Before watching the new documentary “The Deepest Breath,” I’d never heard of “freediving,” and I would consider myself reasonably well-informed when it comes to sports. After watching “The Deepest Breath,” I wouldn’t, under any circumstances whatsoever ever attempt to try it, and would go far in trying to dissuade others to avoid it as well.
An extreme sport in every sense of the word, it has resulted (according to the film) in more fatalities than those who have died trying to climb Mt. Everest. Freediving regularly pushes the bounds of human endurance beyond their breaking points.
Rookie writer-director Laura McGann knows she’s working with pure gold here. The only thing more compelling than witnessing individuals succeed in conquering the elements is watching them fail and McGann offers up a hearty mix of both for the duration.
It’s kind of like why people watch the Indy 500 every year. Half of them want to see who wins and the other half wants to see who fails to go the distance, and McGann gets this without turning the production into a tawdry, gawking, rubbernecking, wreck-on-the-highway manner. It’s clear she wants everyone featured in the film to succeed, but doesn’t shy away from giving failure equal screen time.
The first five minutes are a perfect indicator of how the rest of the film will play out. Italian-born diver Alessia Zecchini is shown descending far below the surface of the water in real-time. For two-plus minutes, Ms. Zecchini is seen going further and further down a lead rope to a certain point, then turning around and returning to the surface for a round trip between 623 and 656 feet.
To put this into perspective, that’s over four times as far as the Statue of Liberty is tall.
Hold Your Breath
The catch here is—and this is the crux of freediving—Ms. Zecchini and all of those involved in the sport are doing this while holding their breath. The Guinness World Record for holding one’s breath underwater belongs to Budimir Sobat, a Croatian freediver who did so for 24 minutes and 37 seconds; however, he was stationary while doing so.
Although it is rare for a single freedive to last longer than four or five minutes, the oxygen being held in the diver’s lungs quickly turns into CO2 and the pressure of the deepening waters causes the lungs to shrink to the size (again, as stated in the film) of a softball. This is referred to as “lung squeeze.”
Descending is the easy part; it is the ascension where things start to get sticky, oftentimes resulting in blackouts and, in some cases, death.
At the heart of Ms. McGann’s narrative are the parallel paths being followed by Ms. Zecchini and the Irish-born and raised Stephen Keenan. While Ms. Zecchini knew she was destined to become a star freediver since she was a toddler, Mr. Keenan had no idea of his life’s calling until he was well into his 20s.

**Directive 1:** From the freediving documentary review, list every person named.
The records that follow have nothing to do with the freediving review.

**Supplied data:**
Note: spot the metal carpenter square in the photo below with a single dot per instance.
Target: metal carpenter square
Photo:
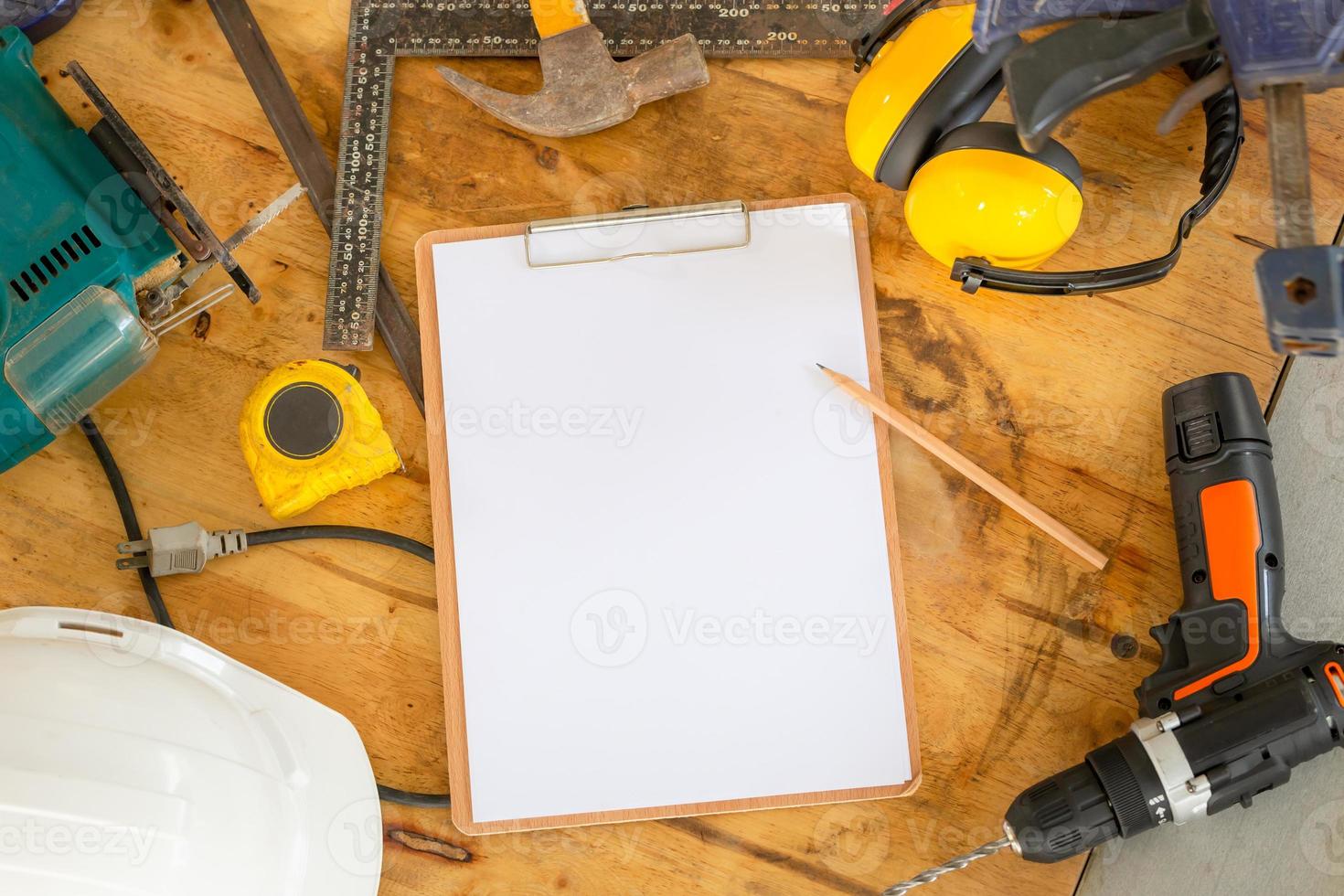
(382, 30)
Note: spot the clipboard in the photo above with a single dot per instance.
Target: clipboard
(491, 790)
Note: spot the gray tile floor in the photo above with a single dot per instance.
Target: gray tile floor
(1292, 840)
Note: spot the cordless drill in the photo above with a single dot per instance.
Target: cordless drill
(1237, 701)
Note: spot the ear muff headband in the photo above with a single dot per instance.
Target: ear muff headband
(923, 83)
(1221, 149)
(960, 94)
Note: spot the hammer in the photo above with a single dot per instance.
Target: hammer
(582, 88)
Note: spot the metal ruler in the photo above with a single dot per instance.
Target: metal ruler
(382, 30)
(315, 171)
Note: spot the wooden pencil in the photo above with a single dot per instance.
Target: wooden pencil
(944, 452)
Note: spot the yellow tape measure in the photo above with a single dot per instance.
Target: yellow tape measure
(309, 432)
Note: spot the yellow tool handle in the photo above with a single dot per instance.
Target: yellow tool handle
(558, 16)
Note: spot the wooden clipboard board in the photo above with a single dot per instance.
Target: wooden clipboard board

**Directive 2:** Echo the records starting at the line that contains "Note: spot the yellow tool" and ending at the last line of the records.

**Worked solution 1:** Laura McGann, Alessia Zecchini, Budimir Sobat, Stephen Keenan

**Worked solution 2:**
Note: spot the yellow tool handle in the photo above with a single dot per instance.
Target: yellow tool handle
(558, 16)
Note: spot the wooden clipboard board in the photo above with a single dot per instance.
Target: wooden clipboard board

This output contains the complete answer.